Write out all the entries word for word and omit any pictures.

Pointing and labeling entries
★ ★ ★

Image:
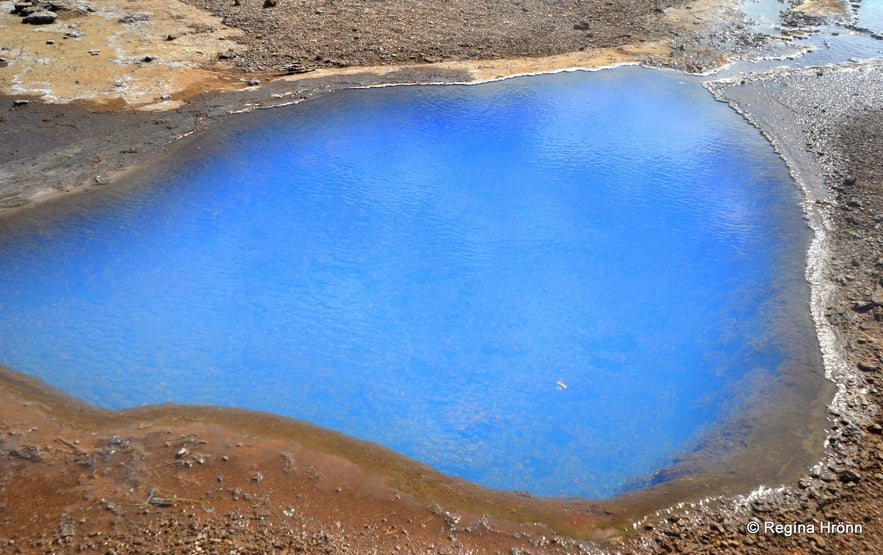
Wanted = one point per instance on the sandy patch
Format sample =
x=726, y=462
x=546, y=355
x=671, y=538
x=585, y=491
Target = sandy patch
x=119, y=53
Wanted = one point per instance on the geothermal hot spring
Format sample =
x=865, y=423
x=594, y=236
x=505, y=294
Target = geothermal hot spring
x=559, y=284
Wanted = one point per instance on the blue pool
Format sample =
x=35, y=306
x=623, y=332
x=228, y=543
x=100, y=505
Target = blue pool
x=555, y=284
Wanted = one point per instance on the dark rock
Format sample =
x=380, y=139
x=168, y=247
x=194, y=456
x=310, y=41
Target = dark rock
x=40, y=18
x=134, y=18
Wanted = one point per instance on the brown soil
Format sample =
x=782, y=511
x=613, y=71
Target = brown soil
x=190, y=480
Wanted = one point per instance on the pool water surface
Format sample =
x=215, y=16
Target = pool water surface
x=555, y=284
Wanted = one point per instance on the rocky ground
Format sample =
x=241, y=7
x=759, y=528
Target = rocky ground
x=183, y=480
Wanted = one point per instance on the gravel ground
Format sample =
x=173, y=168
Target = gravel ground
x=177, y=480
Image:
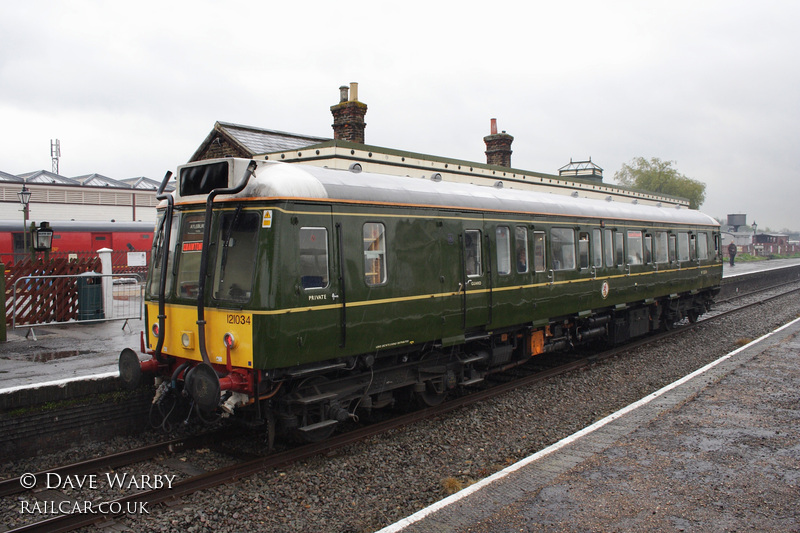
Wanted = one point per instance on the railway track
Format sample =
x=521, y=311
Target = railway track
x=245, y=468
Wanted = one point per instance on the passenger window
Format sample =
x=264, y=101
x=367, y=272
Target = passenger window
x=538, y=251
x=313, y=248
x=562, y=246
x=502, y=234
x=374, y=253
x=683, y=246
x=619, y=248
x=609, y=248
x=635, y=255
x=597, y=248
x=521, y=245
x=662, y=255
x=472, y=252
x=702, y=246
x=583, y=249
x=672, y=248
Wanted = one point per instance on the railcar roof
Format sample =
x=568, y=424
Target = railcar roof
x=276, y=180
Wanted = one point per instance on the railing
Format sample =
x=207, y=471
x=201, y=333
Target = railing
x=86, y=297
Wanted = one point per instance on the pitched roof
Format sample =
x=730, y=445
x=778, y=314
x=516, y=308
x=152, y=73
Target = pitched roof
x=5, y=176
x=46, y=177
x=146, y=183
x=98, y=180
x=252, y=141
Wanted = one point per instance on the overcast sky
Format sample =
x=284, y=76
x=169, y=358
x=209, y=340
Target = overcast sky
x=133, y=88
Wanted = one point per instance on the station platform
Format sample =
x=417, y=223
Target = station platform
x=697, y=455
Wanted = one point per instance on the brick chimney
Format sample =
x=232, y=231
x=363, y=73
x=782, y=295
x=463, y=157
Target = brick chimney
x=498, y=147
x=348, y=116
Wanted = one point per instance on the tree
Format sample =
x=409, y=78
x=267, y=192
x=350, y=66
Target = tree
x=658, y=176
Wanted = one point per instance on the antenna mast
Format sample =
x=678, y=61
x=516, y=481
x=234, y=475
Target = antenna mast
x=55, y=153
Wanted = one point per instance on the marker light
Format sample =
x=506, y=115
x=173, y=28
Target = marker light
x=228, y=340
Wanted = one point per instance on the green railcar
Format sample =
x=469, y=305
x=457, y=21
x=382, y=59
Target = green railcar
x=300, y=295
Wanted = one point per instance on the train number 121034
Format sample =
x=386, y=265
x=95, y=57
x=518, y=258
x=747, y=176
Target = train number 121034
x=239, y=319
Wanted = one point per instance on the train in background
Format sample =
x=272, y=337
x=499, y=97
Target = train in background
x=76, y=237
x=298, y=296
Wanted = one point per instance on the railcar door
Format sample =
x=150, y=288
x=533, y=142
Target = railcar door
x=312, y=316
x=466, y=273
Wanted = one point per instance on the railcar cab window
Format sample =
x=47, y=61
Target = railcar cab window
x=562, y=247
x=635, y=252
x=374, y=253
x=191, y=251
x=683, y=247
x=236, y=255
x=503, y=250
x=539, y=251
x=158, y=253
x=472, y=253
x=313, y=248
x=521, y=245
x=203, y=179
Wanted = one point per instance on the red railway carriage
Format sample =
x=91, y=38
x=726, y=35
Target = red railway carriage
x=79, y=237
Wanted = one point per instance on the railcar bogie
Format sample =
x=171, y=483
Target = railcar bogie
x=330, y=294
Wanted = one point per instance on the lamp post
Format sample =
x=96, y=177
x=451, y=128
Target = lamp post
x=24, y=199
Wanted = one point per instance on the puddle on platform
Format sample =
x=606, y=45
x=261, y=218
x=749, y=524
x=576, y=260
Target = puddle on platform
x=43, y=357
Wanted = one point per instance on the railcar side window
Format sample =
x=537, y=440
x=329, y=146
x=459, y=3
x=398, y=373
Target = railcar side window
x=538, y=251
x=521, y=245
x=609, y=248
x=619, y=248
x=661, y=247
x=597, y=248
x=374, y=253
x=502, y=234
x=562, y=246
x=236, y=255
x=683, y=246
x=583, y=249
x=472, y=253
x=635, y=254
x=313, y=248
x=702, y=246
x=190, y=253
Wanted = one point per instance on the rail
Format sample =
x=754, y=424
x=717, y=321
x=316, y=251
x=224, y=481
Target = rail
x=76, y=298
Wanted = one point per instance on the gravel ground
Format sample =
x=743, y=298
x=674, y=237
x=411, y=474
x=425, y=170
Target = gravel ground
x=369, y=485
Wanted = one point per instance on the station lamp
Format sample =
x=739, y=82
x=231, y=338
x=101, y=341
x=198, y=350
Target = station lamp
x=24, y=199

★ ★ ★

Finished task
Image:
Wanted = one point per instance on the sandy patch
Format sample =
x=726, y=462
x=546, y=355
x=671, y=538
x=585, y=491
Target = sandy patch
x=119, y=53
Wanted = one point per instance on the geothermal hot spring
Format sample =
x=865, y=423
x=594, y=236
x=505, y=294
Target = geothermal hot spring
x=559, y=284
Wanted = one point per instance on the blue pool
Format sample =
x=35, y=306
x=623, y=332
x=228, y=543
x=100, y=505
Target = blue pool
x=555, y=284
Wanted = one point per instance on the dark rock
Format sample =
x=380, y=139
x=168, y=247
x=194, y=456
x=310, y=41
Target = dark rock
x=40, y=18
x=134, y=18
Wanted = one point per instance on the brown soil
Format sample =
x=782, y=511
x=613, y=71
Target = brown soil
x=190, y=480
Wanted = one point per instance on the pool water surface
Format sample =
x=215, y=16
Target = pool water surface
x=555, y=284
Wanted = one point per instance on the rocky ground
Format sample =
x=241, y=7
x=759, y=528
Target = rocky ground
x=183, y=480
Wanted = one point per instance on the gravel ground
Format sample =
x=173, y=168
Target = gravel ground
x=177, y=480
Image:
Wanted = one point per instance on the railway track
Format sample =
x=521, y=311
Target = railway track
x=245, y=468
Wanted = one point per instance on the passenger window
Format sample =
x=264, y=101
x=367, y=272
Target = passenger window
x=538, y=251
x=313, y=248
x=562, y=246
x=502, y=234
x=374, y=253
x=683, y=246
x=619, y=248
x=609, y=248
x=635, y=255
x=597, y=248
x=521, y=245
x=662, y=255
x=472, y=252
x=702, y=246
x=583, y=249
x=672, y=248
Wanted = one point per instance on the railcar roof
Format sample =
x=568, y=424
Target = railcar roof
x=276, y=180
Wanted = one point per instance on the railing
Format sample =
x=207, y=471
x=201, y=333
Target = railing
x=86, y=297
Wanted = one point per instance on the pitched roof
Format sample =
x=730, y=445
x=778, y=314
x=516, y=308
x=152, y=73
Target = pitched roof
x=5, y=176
x=46, y=177
x=146, y=183
x=98, y=180
x=252, y=141
Wanted = one point per instance on the overcast sky
Format sample =
x=284, y=76
x=169, y=358
x=209, y=340
Target = overcast sky
x=133, y=88
Wanted = one point per instance on the station platform
Format sample =
x=417, y=223
Target = station platform
x=697, y=455
Wanted = one point per instance on the brick chimney
Format sample =
x=232, y=231
x=363, y=73
x=782, y=295
x=463, y=157
Target = brick chimney
x=498, y=147
x=348, y=116
Wanted = one point per instance on the tree
Format sample =
x=409, y=78
x=267, y=192
x=350, y=66
Target = tree
x=658, y=176
Wanted = one point per instance on the antenna mast
Format sample =
x=678, y=61
x=516, y=481
x=234, y=475
Target = antenna mast
x=55, y=153
Wanted = one point per instance on the marker light
Format sample =
x=506, y=115
x=173, y=28
Target = marker light
x=228, y=340
Wanted = one point per instance on the green railcar
Format sample =
x=469, y=305
x=457, y=21
x=382, y=59
Target = green railcar
x=300, y=295
Wanted = one point per instance on the train number 121034
Format sample =
x=386, y=265
x=95, y=57
x=518, y=258
x=747, y=176
Target = train number 121034
x=239, y=319
Wanted = one point per instance on the train in background
Format sample =
x=272, y=337
x=499, y=97
Target = train in background
x=76, y=237
x=298, y=296
Wanted = one point per instance on the railcar door
Format sample =
x=150, y=288
x=533, y=142
Target = railcar door
x=312, y=316
x=466, y=273
Wanted = one point per instance on the railcar cab window
Format sample =
x=47, y=61
Target = railcar cab window
x=562, y=247
x=635, y=252
x=374, y=253
x=191, y=251
x=683, y=247
x=236, y=255
x=503, y=250
x=539, y=251
x=158, y=253
x=472, y=253
x=313, y=248
x=521, y=245
x=203, y=179
Wanted = one point per instance on the red railway carriage
Format sample =
x=91, y=38
x=726, y=35
Target = red railway carriage
x=79, y=237
Wanted = one point per instance on the railcar bogie
Format sample =
x=171, y=483
Target = railcar bogie
x=330, y=294
Wanted = one point per instance on the lamp post
Format sample =
x=96, y=177
x=451, y=128
Target = lamp post
x=24, y=199
Wanted = one point per instance on the puddle on platform
Format sample =
x=606, y=45
x=261, y=218
x=749, y=524
x=576, y=260
Target = puddle on platform
x=43, y=357
Wanted = one point per instance on the railcar side window
Format sample =
x=537, y=440
x=329, y=146
x=459, y=3
x=398, y=373
Target = railcar side window
x=538, y=251
x=521, y=245
x=609, y=248
x=619, y=248
x=661, y=247
x=597, y=248
x=374, y=253
x=502, y=234
x=562, y=246
x=236, y=255
x=683, y=246
x=583, y=249
x=472, y=253
x=635, y=254
x=313, y=248
x=702, y=246
x=190, y=253
Wanted = one point per instance on the rail
Format sample =
x=754, y=424
x=717, y=321
x=316, y=251
x=224, y=481
Target = rail
x=76, y=298
Wanted = one point per instance on the gravel ground
Format sample =
x=743, y=298
x=674, y=237
x=411, y=474
x=425, y=170
Target = gravel ground
x=369, y=485
Wanted = one point per instance on the station lamp
Format sample =
x=739, y=82
x=231, y=338
x=101, y=341
x=198, y=350
Target = station lamp
x=24, y=199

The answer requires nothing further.